### Data shown
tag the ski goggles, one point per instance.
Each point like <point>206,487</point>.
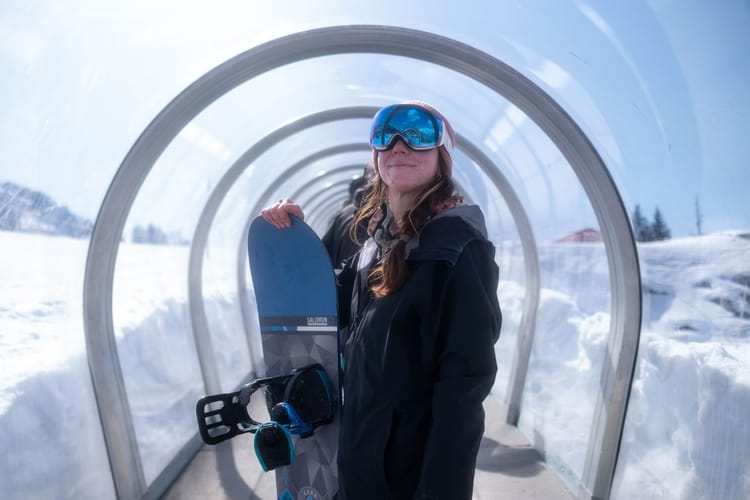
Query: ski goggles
<point>419,128</point>
<point>298,403</point>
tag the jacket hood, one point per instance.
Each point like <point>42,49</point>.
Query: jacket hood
<point>445,235</point>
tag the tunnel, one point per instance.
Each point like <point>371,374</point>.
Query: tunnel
<point>603,143</point>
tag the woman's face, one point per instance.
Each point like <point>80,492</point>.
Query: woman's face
<point>405,171</point>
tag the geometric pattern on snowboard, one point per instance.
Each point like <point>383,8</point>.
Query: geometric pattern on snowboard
<point>295,293</point>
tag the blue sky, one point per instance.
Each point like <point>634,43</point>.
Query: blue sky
<point>658,86</point>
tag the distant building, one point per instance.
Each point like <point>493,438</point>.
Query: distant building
<point>587,235</point>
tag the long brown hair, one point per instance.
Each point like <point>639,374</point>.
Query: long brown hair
<point>391,273</point>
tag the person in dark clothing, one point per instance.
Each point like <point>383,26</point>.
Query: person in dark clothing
<point>420,317</point>
<point>337,239</point>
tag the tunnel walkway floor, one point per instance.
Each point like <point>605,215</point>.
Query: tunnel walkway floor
<point>507,468</point>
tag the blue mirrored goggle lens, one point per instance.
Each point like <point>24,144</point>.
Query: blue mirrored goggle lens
<point>419,128</point>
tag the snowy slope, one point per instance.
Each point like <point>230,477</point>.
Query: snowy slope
<point>686,435</point>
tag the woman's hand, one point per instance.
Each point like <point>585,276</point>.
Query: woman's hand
<point>278,213</point>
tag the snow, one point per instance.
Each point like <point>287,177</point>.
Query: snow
<point>685,437</point>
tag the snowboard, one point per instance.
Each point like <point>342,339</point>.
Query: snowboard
<point>295,292</point>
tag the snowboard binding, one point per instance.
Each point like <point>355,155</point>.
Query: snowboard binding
<point>298,403</point>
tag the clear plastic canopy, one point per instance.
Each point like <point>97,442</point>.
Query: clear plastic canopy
<point>604,142</point>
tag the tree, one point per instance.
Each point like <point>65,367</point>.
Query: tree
<point>659,229</point>
<point>641,226</point>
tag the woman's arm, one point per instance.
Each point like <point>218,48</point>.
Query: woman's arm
<point>470,325</point>
<point>278,213</point>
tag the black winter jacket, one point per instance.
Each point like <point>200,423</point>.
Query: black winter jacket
<point>418,364</point>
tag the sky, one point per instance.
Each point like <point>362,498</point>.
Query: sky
<point>657,86</point>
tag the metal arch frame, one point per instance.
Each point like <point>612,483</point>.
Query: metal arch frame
<point>343,168</point>
<point>200,235</point>
<point>480,66</point>
<point>525,339</point>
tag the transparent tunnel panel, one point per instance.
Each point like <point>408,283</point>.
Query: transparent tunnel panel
<point>150,309</point>
<point>51,435</point>
<point>573,317</point>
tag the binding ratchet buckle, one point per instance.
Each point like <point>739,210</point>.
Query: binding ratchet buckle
<point>298,403</point>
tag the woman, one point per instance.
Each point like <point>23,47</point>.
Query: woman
<point>421,317</point>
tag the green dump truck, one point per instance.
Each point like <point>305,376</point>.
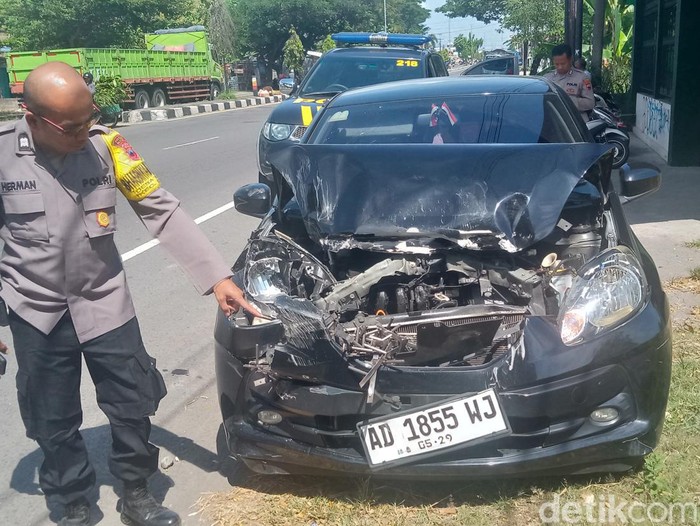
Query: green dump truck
<point>176,66</point>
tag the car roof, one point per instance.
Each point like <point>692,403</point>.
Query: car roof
<point>439,87</point>
<point>388,51</point>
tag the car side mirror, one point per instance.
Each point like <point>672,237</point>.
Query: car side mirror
<point>636,183</point>
<point>596,127</point>
<point>253,199</point>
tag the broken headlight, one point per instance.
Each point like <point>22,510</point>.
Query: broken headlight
<point>607,291</point>
<point>274,131</point>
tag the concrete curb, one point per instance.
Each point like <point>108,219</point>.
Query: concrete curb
<point>176,112</point>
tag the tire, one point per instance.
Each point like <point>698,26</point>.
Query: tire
<point>142,100</point>
<point>158,99</point>
<point>622,152</point>
<point>215,91</point>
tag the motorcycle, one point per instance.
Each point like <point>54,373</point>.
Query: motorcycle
<point>612,133</point>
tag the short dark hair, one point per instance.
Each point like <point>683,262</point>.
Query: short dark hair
<point>562,49</point>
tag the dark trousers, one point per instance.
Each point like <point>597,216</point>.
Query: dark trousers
<point>128,388</point>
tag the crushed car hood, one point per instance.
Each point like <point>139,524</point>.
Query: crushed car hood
<point>477,196</point>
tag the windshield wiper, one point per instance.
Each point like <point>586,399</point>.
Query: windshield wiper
<point>319,93</point>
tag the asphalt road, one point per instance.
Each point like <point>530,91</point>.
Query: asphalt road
<point>202,160</point>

### Aim
Your job is to transcribe the entries above exactly; skip the pictures.

### Solution to the exercise
tag the ski goggles, one point per instance.
Each point like <point>206,487</point>.
Query: ski goggles
<point>419,128</point>
<point>298,403</point>
tag the jacket hood, one point per instance.
Each point like <point>42,49</point>.
Query: jacket hood
<point>445,235</point>
tag the tunnel, one point per instance.
Each point like <point>371,374</point>.
Query: tunnel
<point>603,143</point>
tag the woman's face, one point per instance.
Each point like <point>80,492</point>.
Query: woman's face
<point>405,171</point>
tag the geometric pattern on snowboard, one point per instance.
Each point like <point>383,8</point>.
Query: geometric pattern on snowboard
<point>295,293</point>
tag the blue sky, one point per instance.
Each point like <point>634,43</point>.
Query: blue sky
<point>658,86</point>
tag the distant building, one point per instance.
Each point like <point>493,438</point>.
Query: distant building
<point>587,235</point>
tag the long brown hair, one point per instance.
Each point like <point>639,374</point>.
Query: long brown hair
<point>391,273</point>
tag the person in dark clothing, one point per instance.
Each point like <point>383,26</point>.
Query: person in dark clothing
<point>420,317</point>
<point>337,239</point>
tag the tunnel walkway floor, one point per instance.
Each point like <point>605,215</point>.
Query: tunnel walkway floor
<point>507,468</point>
tag the blue mirrored goggle lens, one point per instance.
Each point like <point>24,144</point>.
Query: blue mirrored goggle lens
<point>419,128</point>
tag the snowy slope, one point per instance.
Each point like <point>230,477</point>.
Query: snowy slope
<point>686,435</point>
tag the woman's hand, one point per instance.
Each point like <point>585,276</point>.
Query: woman's hand
<point>278,213</point>
tag the snow, one point per instance.
Each point like <point>287,177</point>.
Query: snow
<point>685,437</point>
tag the snowboard, one point per instance.
Each point like <point>342,339</point>.
Query: snowboard
<point>295,292</point>
tag the snowboard binding, one point per instance.
Each point like <point>355,155</point>.
Query: snowboard binding
<point>298,403</point>
tag the clear plastic canopy, one point per instance.
Each point like <point>97,442</point>.
Query: clear plastic canopy
<point>604,142</point>
tag the tree, one point per instance.
Each point like <point>65,367</point>.
Query: tree
<point>659,229</point>
<point>641,226</point>
tag the woman's arm, one point per instance.
Each point like <point>218,48</point>.
Query: woman's arm
<point>470,325</point>
<point>278,213</point>
tag the black winter jacket, one point per instance.
Each point like <point>200,423</point>.
Query: black winter jacket
<point>418,364</point>
tag the sky, one point per instance.
Each point like <point>362,498</point>.
Query: sky
<point>657,86</point>
tag the metal arch frame, one point per instance.
Each point like <point>612,483</point>.
Query: metal arch frame
<point>343,168</point>
<point>200,235</point>
<point>480,66</point>
<point>525,339</point>
tag the transparent tunnel panel, one point per instance.
Each point like <point>408,283</point>.
Query: transparent tunnel panel
<point>150,309</point>
<point>51,435</point>
<point>573,317</point>
tag the binding ratchet buckle, one point per instance.
Each point like <point>739,210</point>.
Query: binding ratchet buckle
<point>298,403</point>
tag the woman, one point per instance.
Each point like <point>23,47</point>.
Query: woman
<point>421,317</point>
tag the green dump truck, one point per instance.
Each point like <point>305,376</point>.
Query: green dump truck
<point>176,66</point>
tag the car roof, one point per instance.
Each point like <point>692,403</point>.
Query: car roof
<point>439,87</point>
<point>388,51</point>
tag the car side mirror, one point per instance.
Each point like <point>672,237</point>.
Query: car side mirror
<point>636,183</point>
<point>596,127</point>
<point>253,199</point>
tag the broken headlight, one point per instance.
Each point like <point>22,510</point>.
Query: broken headlight
<point>607,291</point>
<point>274,131</point>
tag the concrete curb, one point per instance.
Each point like <point>108,219</point>.
Query: concrete curb
<point>176,112</point>
tag the tire, one point per instance.
Each point like <point>698,26</point>.
Query: tire
<point>142,100</point>
<point>158,99</point>
<point>622,152</point>
<point>215,91</point>
tag the motorcycle, one point per instance.
Each point like <point>54,373</point>.
Query: motorcycle
<point>612,133</point>
tag the short dark hair, one point per instance.
Each point like <point>683,262</point>.
Query: short dark hair
<point>562,49</point>
tag the dark trousers, one point per instance.
Each point like <point>597,216</point>.
Query: dark trousers
<point>128,388</point>
tag the crushed car hood, one point per instance.
Each point like <point>139,524</point>.
Query: crushed car hood
<point>477,196</point>
tag the windshield wiper, one point per instance.
Each point like <point>586,399</point>.
Query: windshield wiper
<point>319,93</point>
tag the asphalt road, one point per instance.
Each point like <point>530,91</point>.
Query: asphalt road
<point>202,160</point>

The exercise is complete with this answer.